Items from a dataset
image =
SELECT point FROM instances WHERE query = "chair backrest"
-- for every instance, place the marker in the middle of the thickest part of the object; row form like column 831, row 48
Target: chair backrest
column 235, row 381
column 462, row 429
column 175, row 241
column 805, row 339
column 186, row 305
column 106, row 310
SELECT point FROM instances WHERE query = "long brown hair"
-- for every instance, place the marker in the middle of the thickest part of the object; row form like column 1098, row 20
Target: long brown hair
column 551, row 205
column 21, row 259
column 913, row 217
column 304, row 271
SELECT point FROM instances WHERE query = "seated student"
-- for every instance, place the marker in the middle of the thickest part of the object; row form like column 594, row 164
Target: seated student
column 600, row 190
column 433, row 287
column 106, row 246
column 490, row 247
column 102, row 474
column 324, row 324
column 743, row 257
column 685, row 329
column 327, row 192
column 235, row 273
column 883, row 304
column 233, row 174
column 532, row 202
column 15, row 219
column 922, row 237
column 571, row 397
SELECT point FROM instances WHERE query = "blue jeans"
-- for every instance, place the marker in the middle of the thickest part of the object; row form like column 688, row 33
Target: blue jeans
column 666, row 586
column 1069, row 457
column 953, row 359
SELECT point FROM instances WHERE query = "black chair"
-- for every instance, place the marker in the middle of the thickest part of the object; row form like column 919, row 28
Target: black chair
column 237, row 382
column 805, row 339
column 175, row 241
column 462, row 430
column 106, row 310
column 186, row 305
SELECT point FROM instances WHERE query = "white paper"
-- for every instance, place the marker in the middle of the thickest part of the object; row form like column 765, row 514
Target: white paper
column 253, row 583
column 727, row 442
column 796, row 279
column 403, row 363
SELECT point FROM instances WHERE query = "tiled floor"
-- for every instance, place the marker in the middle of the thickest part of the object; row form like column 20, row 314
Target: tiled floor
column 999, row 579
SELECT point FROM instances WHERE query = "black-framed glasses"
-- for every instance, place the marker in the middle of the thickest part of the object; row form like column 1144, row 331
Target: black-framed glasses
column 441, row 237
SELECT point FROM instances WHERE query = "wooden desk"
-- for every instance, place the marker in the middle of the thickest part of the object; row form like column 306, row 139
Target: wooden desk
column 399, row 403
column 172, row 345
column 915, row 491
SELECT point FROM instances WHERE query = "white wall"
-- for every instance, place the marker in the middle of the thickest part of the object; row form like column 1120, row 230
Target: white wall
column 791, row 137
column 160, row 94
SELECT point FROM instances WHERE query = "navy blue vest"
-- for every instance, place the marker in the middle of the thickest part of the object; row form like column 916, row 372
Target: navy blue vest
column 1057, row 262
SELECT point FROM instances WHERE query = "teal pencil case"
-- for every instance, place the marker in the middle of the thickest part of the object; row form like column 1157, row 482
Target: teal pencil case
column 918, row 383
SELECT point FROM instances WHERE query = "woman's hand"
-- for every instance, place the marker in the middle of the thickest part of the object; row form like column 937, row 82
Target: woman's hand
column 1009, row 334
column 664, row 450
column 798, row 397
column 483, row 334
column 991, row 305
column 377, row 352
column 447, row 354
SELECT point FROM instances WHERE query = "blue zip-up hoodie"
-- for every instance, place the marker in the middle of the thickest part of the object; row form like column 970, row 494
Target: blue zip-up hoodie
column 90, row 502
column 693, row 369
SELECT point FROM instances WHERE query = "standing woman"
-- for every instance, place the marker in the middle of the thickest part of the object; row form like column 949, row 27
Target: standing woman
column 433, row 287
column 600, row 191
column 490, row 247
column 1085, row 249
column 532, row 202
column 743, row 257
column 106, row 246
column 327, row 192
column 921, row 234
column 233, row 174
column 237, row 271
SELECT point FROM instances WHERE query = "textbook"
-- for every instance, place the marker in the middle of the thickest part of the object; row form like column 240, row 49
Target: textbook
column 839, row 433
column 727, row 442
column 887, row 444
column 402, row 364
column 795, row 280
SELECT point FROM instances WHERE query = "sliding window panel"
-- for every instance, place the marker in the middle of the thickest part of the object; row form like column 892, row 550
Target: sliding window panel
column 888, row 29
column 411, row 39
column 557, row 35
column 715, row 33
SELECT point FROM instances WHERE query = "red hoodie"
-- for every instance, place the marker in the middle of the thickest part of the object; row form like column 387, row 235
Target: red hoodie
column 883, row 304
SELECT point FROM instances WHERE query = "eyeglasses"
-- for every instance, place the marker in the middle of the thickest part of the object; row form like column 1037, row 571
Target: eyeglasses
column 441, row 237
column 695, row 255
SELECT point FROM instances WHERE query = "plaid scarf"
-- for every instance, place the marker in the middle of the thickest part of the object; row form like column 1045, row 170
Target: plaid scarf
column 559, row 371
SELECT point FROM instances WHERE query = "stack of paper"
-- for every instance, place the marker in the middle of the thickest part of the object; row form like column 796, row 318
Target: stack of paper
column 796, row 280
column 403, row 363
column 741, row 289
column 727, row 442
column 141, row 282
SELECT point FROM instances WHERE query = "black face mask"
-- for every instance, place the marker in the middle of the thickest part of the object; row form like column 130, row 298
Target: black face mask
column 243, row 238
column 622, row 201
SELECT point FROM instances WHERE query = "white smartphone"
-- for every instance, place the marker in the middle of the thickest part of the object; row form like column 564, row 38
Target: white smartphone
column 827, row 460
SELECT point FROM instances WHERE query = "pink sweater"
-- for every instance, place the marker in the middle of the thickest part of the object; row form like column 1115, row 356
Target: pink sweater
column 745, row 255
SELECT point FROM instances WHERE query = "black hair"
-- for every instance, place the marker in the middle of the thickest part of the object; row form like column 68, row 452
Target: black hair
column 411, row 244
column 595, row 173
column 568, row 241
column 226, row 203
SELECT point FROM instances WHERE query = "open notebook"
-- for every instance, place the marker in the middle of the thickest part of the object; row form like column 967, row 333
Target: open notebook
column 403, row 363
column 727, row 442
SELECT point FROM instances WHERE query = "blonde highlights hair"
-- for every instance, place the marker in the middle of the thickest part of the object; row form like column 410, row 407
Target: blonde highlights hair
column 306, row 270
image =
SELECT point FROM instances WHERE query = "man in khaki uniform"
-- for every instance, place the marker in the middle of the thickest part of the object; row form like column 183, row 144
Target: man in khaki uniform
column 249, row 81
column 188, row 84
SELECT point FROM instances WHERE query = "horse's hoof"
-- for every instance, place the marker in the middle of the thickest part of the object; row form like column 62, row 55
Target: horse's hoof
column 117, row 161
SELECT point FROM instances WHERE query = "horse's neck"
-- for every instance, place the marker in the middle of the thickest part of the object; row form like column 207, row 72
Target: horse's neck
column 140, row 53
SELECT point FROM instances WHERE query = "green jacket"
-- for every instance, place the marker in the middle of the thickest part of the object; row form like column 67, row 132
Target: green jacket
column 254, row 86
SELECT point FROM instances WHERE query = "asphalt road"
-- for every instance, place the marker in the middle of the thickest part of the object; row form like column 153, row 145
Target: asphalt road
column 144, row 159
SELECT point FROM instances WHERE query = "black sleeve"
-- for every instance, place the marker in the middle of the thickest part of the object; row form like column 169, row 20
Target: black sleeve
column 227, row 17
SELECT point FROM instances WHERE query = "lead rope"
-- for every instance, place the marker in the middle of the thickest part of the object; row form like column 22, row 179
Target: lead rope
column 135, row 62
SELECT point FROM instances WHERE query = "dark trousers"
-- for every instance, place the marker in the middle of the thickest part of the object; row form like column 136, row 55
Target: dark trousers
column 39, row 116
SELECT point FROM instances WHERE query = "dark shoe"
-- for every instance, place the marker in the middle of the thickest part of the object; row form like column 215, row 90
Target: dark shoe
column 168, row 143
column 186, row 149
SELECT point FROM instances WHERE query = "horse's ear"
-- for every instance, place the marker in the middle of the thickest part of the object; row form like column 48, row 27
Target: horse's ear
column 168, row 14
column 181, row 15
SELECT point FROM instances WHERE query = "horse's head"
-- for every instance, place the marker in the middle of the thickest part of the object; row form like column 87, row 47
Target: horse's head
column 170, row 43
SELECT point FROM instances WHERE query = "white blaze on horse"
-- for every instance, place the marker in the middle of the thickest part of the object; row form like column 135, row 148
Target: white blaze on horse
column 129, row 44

What is being asked:
Replace "brown" with "blonde" in the records, beginning at the first line and stopping after the line that contains "column 304, row 271", and reproduce those lines with nothing else altered.

The completed task:
image =
SELECT point FROM instances WHERE query = "chair backrest"
-- for every instance, place the marker in the middle of the thickest part of the object; row form like column 831, row 48
Target: chair backrest
column 235, row 381
column 462, row 429
column 175, row 241
column 805, row 339
column 186, row 305
column 106, row 310
SELECT point FROM instances WHERE query = "long blonde hair"
-- for every instance, place the marker in the middle of the thickest part of the object; row form like column 1098, row 20
Target: long blonde hair
column 551, row 205
column 21, row 259
column 913, row 217
column 304, row 271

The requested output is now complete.